> [What is asked]
Write out everything from the line containing "Expected: one point per instance of the yellow" down to the end of the listing, requests included, raising every coordinate number in the answers by 66. Give only those lines.

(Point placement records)
⁂

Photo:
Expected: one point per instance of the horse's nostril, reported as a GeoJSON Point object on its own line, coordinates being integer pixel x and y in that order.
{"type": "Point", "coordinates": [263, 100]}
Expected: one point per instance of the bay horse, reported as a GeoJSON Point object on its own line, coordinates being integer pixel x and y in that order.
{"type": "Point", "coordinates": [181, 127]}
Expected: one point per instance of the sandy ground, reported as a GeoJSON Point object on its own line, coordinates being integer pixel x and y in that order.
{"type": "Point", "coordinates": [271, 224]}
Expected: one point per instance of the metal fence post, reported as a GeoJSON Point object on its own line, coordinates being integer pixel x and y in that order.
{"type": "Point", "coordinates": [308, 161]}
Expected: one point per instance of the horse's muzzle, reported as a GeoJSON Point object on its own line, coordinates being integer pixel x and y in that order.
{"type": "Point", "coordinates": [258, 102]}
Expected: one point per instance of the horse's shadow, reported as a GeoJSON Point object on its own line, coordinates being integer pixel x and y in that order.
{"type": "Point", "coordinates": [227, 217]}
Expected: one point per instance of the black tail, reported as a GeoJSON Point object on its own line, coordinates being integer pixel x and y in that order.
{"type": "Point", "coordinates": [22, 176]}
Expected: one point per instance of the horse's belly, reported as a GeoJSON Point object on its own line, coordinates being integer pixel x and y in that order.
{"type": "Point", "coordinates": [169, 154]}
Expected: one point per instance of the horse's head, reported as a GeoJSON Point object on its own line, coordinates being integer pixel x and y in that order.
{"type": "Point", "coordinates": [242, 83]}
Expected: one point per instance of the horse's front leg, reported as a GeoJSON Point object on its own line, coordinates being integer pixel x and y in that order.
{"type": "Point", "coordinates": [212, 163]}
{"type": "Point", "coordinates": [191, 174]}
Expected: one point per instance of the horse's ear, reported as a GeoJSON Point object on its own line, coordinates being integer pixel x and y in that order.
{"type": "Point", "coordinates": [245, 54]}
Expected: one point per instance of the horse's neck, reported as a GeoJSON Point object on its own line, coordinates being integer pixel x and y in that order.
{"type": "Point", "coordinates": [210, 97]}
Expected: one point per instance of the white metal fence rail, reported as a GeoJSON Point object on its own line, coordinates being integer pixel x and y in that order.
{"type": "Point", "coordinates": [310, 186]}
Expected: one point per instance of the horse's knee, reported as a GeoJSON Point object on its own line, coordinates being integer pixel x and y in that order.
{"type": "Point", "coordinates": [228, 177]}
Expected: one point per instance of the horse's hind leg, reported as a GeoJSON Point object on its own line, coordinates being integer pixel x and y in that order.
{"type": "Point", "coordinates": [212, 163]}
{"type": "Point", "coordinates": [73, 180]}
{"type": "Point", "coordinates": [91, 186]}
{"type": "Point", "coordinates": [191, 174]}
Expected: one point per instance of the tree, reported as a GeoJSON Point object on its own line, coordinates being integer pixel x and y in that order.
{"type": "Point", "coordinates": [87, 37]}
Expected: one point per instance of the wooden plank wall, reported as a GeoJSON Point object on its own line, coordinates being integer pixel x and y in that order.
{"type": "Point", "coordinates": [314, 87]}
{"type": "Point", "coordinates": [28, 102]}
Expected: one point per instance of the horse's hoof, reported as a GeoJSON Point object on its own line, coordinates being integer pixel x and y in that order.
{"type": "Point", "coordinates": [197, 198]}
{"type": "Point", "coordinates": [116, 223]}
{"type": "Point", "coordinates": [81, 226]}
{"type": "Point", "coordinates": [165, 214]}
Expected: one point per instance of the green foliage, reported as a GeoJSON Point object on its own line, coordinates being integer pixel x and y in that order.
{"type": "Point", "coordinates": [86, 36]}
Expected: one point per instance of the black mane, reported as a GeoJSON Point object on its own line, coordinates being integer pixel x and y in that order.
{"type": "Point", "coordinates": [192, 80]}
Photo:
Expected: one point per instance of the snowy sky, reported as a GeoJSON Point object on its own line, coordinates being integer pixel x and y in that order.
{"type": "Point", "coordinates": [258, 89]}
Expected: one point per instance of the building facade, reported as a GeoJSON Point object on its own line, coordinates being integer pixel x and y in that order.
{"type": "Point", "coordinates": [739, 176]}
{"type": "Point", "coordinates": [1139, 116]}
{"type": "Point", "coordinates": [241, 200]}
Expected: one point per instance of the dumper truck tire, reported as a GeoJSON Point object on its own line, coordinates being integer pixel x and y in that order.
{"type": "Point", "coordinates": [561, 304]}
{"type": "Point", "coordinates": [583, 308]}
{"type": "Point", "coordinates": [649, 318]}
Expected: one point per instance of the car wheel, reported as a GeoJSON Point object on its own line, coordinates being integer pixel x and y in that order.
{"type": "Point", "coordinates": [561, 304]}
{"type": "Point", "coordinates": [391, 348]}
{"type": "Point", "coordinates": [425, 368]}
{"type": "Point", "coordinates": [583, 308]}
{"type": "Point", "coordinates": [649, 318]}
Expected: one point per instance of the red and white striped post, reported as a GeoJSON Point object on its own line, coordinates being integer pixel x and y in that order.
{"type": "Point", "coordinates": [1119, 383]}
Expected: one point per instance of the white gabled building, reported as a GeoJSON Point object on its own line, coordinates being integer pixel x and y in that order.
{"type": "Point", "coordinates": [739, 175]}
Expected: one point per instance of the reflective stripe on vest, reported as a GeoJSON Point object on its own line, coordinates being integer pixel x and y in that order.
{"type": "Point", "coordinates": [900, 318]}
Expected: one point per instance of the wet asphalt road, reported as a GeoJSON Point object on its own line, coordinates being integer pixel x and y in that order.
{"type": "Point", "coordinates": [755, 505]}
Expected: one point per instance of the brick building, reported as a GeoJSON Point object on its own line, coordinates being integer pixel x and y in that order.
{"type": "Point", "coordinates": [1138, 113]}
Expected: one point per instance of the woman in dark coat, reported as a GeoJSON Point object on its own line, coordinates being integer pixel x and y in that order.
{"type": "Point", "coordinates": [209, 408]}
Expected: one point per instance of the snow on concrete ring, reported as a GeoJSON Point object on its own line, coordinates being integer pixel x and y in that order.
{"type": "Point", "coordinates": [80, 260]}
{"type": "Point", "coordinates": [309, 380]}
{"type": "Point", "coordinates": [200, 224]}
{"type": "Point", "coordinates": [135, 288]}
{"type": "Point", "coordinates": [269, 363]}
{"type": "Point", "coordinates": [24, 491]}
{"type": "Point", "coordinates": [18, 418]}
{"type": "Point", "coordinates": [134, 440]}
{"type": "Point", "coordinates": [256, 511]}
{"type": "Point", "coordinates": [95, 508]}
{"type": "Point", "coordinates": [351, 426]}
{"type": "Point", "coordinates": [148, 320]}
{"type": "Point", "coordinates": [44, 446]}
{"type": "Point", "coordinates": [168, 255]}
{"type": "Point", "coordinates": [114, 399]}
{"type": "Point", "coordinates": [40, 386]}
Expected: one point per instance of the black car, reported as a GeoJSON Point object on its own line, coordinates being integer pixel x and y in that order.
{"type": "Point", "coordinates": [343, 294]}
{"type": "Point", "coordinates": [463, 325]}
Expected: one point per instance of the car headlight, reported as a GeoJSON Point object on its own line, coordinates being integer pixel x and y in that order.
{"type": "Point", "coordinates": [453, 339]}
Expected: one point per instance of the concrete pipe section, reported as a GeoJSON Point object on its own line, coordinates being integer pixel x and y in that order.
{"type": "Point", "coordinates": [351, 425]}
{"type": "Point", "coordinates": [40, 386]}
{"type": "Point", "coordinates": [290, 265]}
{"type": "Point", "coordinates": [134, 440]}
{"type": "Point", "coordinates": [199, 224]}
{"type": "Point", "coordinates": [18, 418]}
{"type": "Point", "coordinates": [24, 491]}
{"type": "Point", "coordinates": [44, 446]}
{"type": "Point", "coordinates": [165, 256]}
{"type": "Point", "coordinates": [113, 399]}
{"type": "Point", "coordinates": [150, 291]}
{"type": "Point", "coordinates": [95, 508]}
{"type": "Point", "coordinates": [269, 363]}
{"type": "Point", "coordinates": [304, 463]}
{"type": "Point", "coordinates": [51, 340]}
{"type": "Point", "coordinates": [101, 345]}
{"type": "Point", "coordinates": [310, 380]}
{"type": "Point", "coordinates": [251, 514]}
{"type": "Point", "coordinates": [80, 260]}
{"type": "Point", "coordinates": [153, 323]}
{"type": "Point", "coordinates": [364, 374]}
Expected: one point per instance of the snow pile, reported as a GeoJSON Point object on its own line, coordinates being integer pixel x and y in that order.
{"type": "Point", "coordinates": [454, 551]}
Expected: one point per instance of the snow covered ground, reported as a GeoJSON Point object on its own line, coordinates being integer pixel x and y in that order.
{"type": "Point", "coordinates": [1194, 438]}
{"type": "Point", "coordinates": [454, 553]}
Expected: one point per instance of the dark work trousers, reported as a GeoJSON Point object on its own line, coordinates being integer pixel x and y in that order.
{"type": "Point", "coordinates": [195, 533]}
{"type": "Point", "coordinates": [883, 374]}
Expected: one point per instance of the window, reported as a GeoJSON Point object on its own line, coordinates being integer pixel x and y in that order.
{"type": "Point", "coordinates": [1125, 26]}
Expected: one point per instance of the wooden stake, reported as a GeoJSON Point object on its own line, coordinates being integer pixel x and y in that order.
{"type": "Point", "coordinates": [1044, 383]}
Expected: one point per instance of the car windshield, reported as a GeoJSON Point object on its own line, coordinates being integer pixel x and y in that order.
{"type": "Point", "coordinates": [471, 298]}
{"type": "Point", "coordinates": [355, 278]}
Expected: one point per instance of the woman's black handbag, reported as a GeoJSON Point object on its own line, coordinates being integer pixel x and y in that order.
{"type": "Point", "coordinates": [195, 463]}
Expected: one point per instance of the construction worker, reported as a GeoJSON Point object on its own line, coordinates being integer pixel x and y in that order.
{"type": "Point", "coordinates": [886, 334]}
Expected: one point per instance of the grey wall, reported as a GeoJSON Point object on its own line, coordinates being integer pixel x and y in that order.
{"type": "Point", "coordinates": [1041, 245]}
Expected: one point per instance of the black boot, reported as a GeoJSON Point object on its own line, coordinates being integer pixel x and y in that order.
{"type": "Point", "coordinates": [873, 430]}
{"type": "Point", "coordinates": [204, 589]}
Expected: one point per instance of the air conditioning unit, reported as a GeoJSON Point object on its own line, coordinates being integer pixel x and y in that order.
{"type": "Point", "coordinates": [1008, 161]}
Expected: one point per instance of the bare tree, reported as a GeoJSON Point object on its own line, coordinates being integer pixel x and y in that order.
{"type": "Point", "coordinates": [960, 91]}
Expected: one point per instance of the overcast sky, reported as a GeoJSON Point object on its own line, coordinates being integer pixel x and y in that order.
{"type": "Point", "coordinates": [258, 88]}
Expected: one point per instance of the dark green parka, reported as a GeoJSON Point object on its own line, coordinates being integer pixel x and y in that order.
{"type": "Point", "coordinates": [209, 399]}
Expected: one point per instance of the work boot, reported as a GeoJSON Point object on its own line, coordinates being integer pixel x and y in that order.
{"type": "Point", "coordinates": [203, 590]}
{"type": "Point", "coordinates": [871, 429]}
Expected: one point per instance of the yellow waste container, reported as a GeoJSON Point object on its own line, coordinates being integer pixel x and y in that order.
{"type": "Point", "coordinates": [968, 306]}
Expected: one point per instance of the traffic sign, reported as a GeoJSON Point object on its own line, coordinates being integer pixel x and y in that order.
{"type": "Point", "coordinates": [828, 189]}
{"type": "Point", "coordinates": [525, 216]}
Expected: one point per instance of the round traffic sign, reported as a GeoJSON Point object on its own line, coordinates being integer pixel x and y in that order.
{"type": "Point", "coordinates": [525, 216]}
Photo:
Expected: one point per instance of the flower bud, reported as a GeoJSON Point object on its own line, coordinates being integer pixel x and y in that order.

⁂

> [Solution]
Expected: one point per instance of the yellow waste container, reported as a GeoJSON Point object on its own line, coordinates being integer pixel x and y in that order.
{"type": "Point", "coordinates": [1034, 372]}
Expected: one point per instance of the traffic sign, reported as a GeoJSON Point object on its own line, coordinates being integer pixel x and y in that order.
{"type": "Point", "coordinates": [894, 255]}
{"type": "Point", "coordinates": [591, 282]}
Expected: one point per instance of the round traffic sign, reported as a GeoJSON Point object on its own line, coordinates being integer pixel x and y in that order.
{"type": "Point", "coordinates": [591, 282]}
Photo:
Expected: one point per instance of the flower bud, reported as a GeoJSON Point object on its own line, coordinates being integer pixel x and y in that order.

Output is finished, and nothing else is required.